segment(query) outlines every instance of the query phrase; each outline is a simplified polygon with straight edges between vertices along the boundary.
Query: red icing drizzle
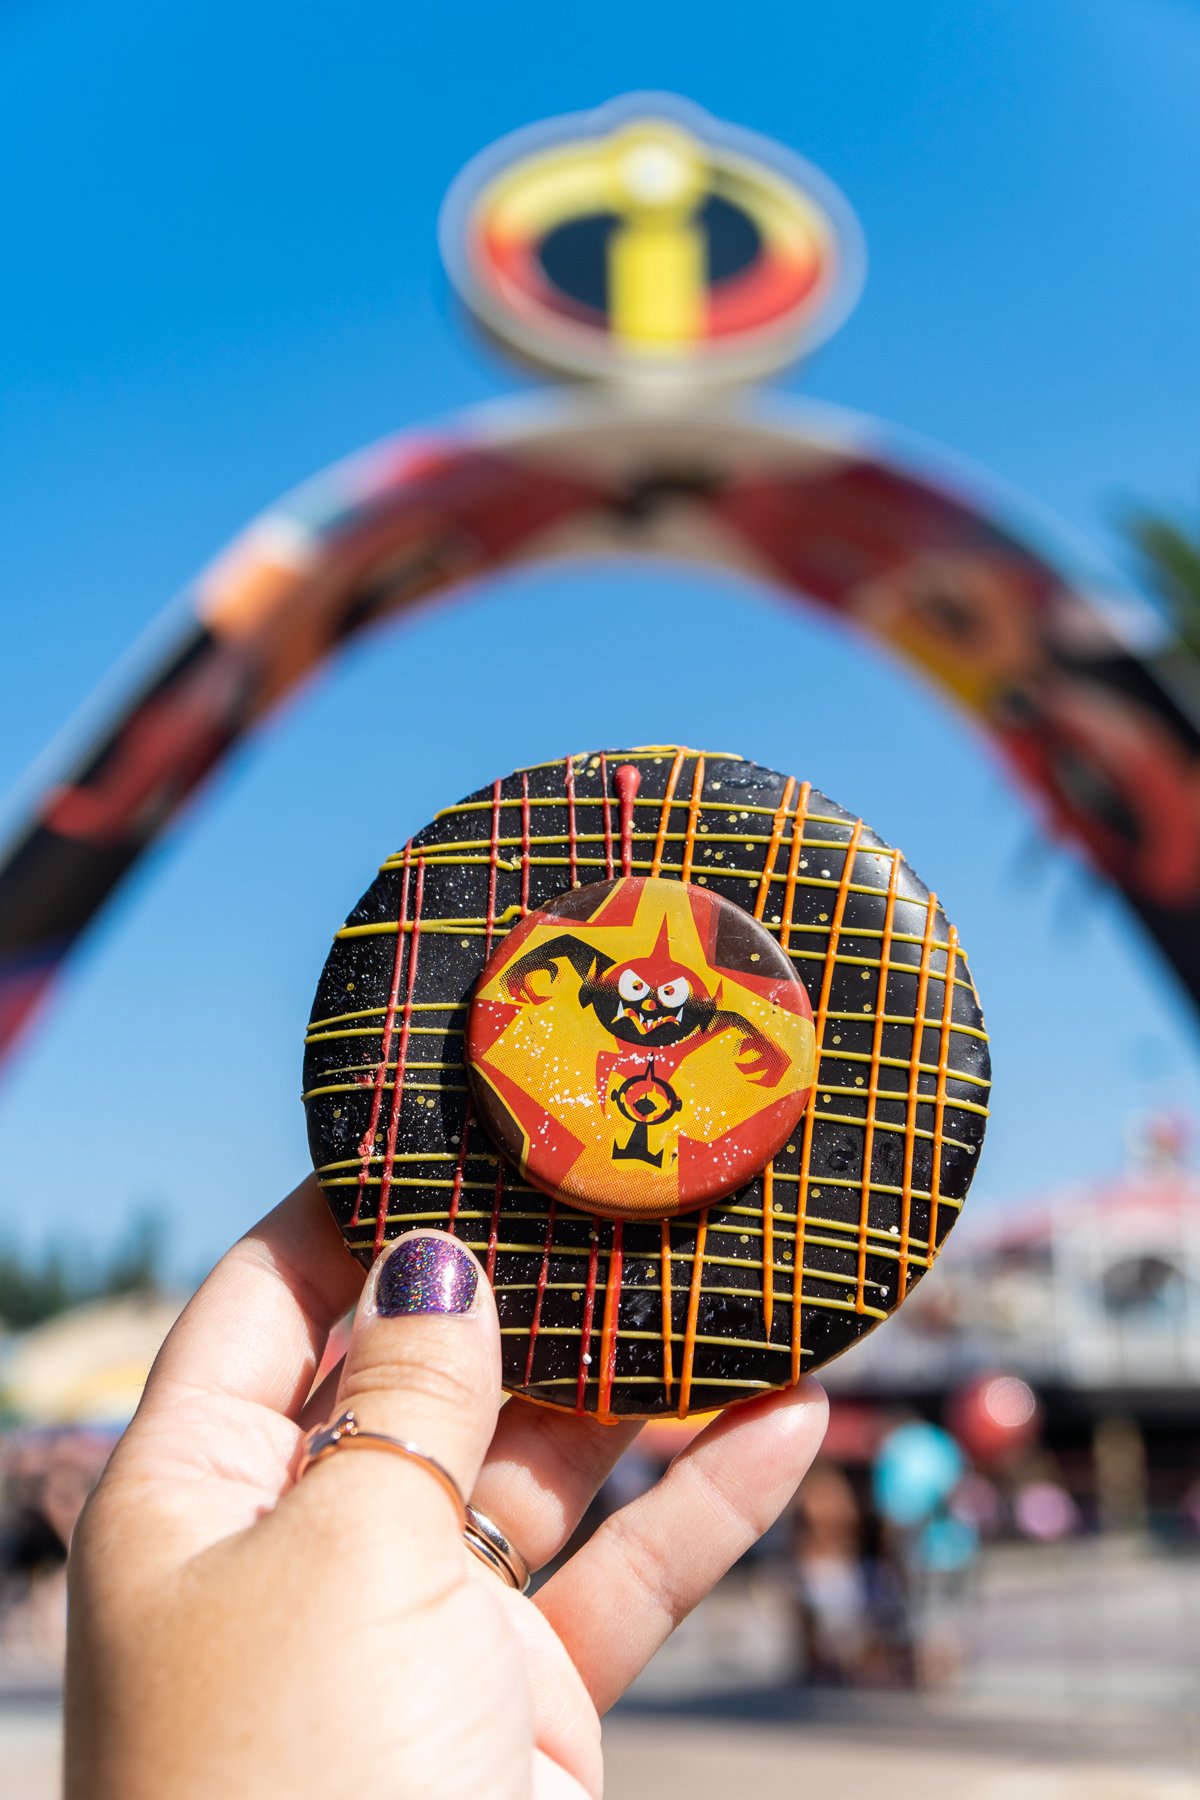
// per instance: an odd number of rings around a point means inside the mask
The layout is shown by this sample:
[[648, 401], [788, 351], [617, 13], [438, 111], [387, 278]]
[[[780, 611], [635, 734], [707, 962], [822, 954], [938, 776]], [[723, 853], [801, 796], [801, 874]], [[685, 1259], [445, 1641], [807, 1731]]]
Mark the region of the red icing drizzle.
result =
[[613, 780], [621, 801], [621, 873], [628, 875], [633, 868], [633, 803], [642, 785], [641, 770], [622, 763]]
[[603, 750], [600, 752], [600, 792], [604, 795], [604, 873], [611, 881], [615, 873], [613, 869], [612, 811], [608, 798], [608, 758]]
[[496, 1186], [492, 1191], [492, 1222], [488, 1226], [487, 1278], [496, 1273], [496, 1237], [500, 1230], [500, 1202], [504, 1198], [504, 1159], [496, 1164]]
[[529, 1324], [529, 1352], [525, 1358], [525, 1386], [533, 1380], [533, 1351], [537, 1343], [538, 1328], [542, 1323], [542, 1301], [546, 1294], [546, 1283], [550, 1278], [550, 1252], [554, 1248], [554, 1221], [558, 1216], [558, 1202], [552, 1200], [546, 1214], [546, 1243], [542, 1250], [542, 1266], [538, 1270], [537, 1292], [533, 1301], [533, 1318]]
[[500, 783], [492, 783], [492, 853], [488, 864], [487, 954], [496, 935], [496, 865], [500, 860]]
[[601, 1418], [612, 1412], [613, 1381], [617, 1373], [617, 1314], [621, 1306], [621, 1266], [624, 1261], [624, 1227], [620, 1219], [613, 1224], [612, 1250], [608, 1261], [608, 1286], [604, 1296], [604, 1362], [600, 1370]]
[[[408, 980], [404, 989], [404, 1012], [400, 1023], [400, 1045], [396, 1051], [396, 1073], [392, 1078], [392, 1106], [388, 1115], [387, 1143], [383, 1168], [379, 1175], [379, 1211], [375, 1215], [375, 1254], [383, 1249], [387, 1235], [388, 1200], [392, 1191], [392, 1158], [396, 1153], [396, 1134], [400, 1129], [400, 1102], [404, 1095], [404, 1069], [408, 1062], [408, 1040], [412, 1026], [413, 988], [417, 979], [417, 952], [421, 947], [421, 904], [425, 898], [425, 860], [417, 858], [417, 891], [413, 899], [412, 930], [408, 937]], [[399, 926], [397, 937], [402, 936]]]
[[458, 1143], [458, 1161], [454, 1165], [454, 1186], [450, 1190], [450, 1216], [446, 1220], [447, 1231], [454, 1230], [454, 1221], [458, 1217], [458, 1209], [462, 1203], [463, 1171], [467, 1164], [467, 1139], [471, 1134], [471, 1096], [467, 1095], [467, 1103], [463, 1108], [462, 1137]]
[[392, 957], [392, 985], [388, 993], [387, 1010], [383, 1016], [383, 1036], [379, 1043], [379, 1067], [375, 1071], [375, 1093], [371, 1099], [371, 1118], [367, 1129], [358, 1141], [358, 1154], [362, 1158], [358, 1171], [358, 1193], [354, 1199], [354, 1211], [350, 1223], [357, 1225], [362, 1216], [363, 1190], [367, 1185], [367, 1176], [371, 1172], [371, 1152], [375, 1148], [375, 1133], [379, 1129], [379, 1113], [383, 1104], [383, 1084], [387, 1080], [388, 1057], [392, 1053], [392, 1033], [396, 1028], [396, 1006], [400, 998], [400, 971], [404, 966], [404, 925], [408, 919], [408, 866], [412, 853], [412, 839], [404, 846], [404, 880], [400, 887], [400, 912], [396, 919], [396, 949]]
[[529, 776], [521, 776], [521, 911], [529, 911]]
[[567, 789], [567, 878], [574, 887], [579, 878], [579, 838], [575, 825], [575, 758], [568, 756], [564, 776]]
[[592, 1252], [588, 1257], [587, 1290], [583, 1296], [583, 1328], [579, 1334], [579, 1379], [575, 1385], [575, 1411], [586, 1410], [588, 1366], [591, 1362], [592, 1315], [596, 1310], [596, 1264], [600, 1254], [599, 1228], [592, 1226]]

——

An exact copy of the records is required. Pictures do not belong in it.

segment(query) outlines every instance of the query phrase; each outline is a simplified polygon with straight edges between vertices along the boundary.
Query: red icing drizzle
// per instance: an odd number of rings around a point means inside the mask
The layout is shown by this sample:
[[648, 401], [788, 351], [617, 13], [438, 111], [387, 278]]
[[[780, 611], [635, 734], [707, 962], [822, 954], [938, 776]], [[723, 853], [801, 796], [801, 874]], [[685, 1259], [445, 1641], [807, 1731]]]
Mark the region of the red icing drizzle.
result =
[[613, 780], [621, 801], [621, 873], [628, 875], [633, 868], [633, 803], [642, 785], [641, 770], [622, 763]]
[[603, 750], [600, 752], [600, 792], [604, 795], [604, 873], [611, 881], [615, 873], [613, 869], [612, 811], [608, 798], [608, 758]]
[[496, 1186], [492, 1191], [492, 1222], [488, 1226], [487, 1278], [496, 1273], [496, 1237], [500, 1230], [500, 1202], [504, 1198], [504, 1159], [496, 1164]]
[[529, 1324], [529, 1352], [525, 1358], [525, 1386], [533, 1380], [533, 1351], [537, 1343], [538, 1328], [542, 1323], [542, 1301], [546, 1294], [546, 1283], [550, 1278], [550, 1252], [554, 1248], [554, 1221], [558, 1216], [558, 1202], [552, 1200], [546, 1214], [546, 1243], [542, 1250], [542, 1266], [538, 1270], [537, 1292], [533, 1301], [533, 1318]]
[[500, 783], [492, 783], [492, 853], [488, 864], [487, 954], [496, 935], [496, 865], [500, 860]]
[[601, 1418], [612, 1412], [613, 1381], [617, 1373], [617, 1314], [621, 1306], [621, 1266], [624, 1261], [624, 1227], [620, 1219], [613, 1224], [612, 1250], [608, 1261], [608, 1286], [604, 1296], [604, 1362], [600, 1370]]
[[[408, 980], [404, 989], [404, 1012], [400, 1023], [400, 1045], [396, 1051], [396, 1073], [392, 1078], [392, 1106], [388, 1115], [387, 1143], [383, 1168], [379, 1175], [379, 1211], [375, 1215], [375, 1254], [383, 1249], [387, 1235], [388, 1200], [392, 1191], [392, 1158], [396, 1153], [396, 1134], [400, 1129], [400, 1102], [404, 1095], [404, 1069], [408, 1062], [408, 1040], [412, 1026], [413, 988], [417, 979], [417, 952], [421, 947], [421, 904], [425, 898], [425, 860], [417, 858], [417, 891], [413, 899], [412, 930], [408, 937]], [[399, 926], [397, 937], [402, 936]]]
[[458, 1143], [458, 1161], [454, 1165], [454, 1186], [450, 1190], [450, 1216], [446, 1220], [447, 1231], [454, 1230], [454, 1221], [458, 1217], [458, 1209], [462, 1203], [463, 1171], [467, 1164], [467, 1139], [471, 1134], [471, 1096], [467, 1095], [467, 1103], [463, 1108], [462, 1137]]
[[392, 957], [392, 985], [388, 993], [387, 1010], [383, 1016], [383, 1036], [379, 1043], [379, 1067], [375, 1071], [375, 1093], [371, 1099], [371, 1118], [367, 1129], [358, 1141], [358, 1154], [362, 1158], [358, 1171], [358, 1193], [354, 1199], [354, 1211], [350, 1223], [357, 1225], [362, 1216], [363, 1190], [367, 1185], [367, 1176], [371, 1172], [371, 1152], [375, 1148], [375, 1133], [379, 1129], [379, 1113], [383, 1104], [383, 1084], [387, 1080], [388, 1057], [392, 1053], [392, 1033], [396, 1028], [396, 1006], [400, 998], [400, 971], [404, 966], [404, 925], [408, 919], [408, 866], [412, 853], [412, 839], [404, 846], [404, 880], [400, 887], [400, 912], [396, 919], [396, 949]]
[[529, 776], [521, 776], [521, 911], [529, 911]]
[[567, 789], [567, 878], [574, 887], [579, 878], [579, 838], [575, 825], [575, 758], [568, 756], [564, 776]]
[[592, 1252], [588, 1257], [587, 1290], [583, 1296], [583, 1328], [579, 1334], [579, 1379], [575, 1385], [575, 1411], [586, 1410], [588, 1366], [591, 1362], [592, 1315], [596, 1310], [596, 1264], [600, 1254], [599, 1228], [592, 1226]]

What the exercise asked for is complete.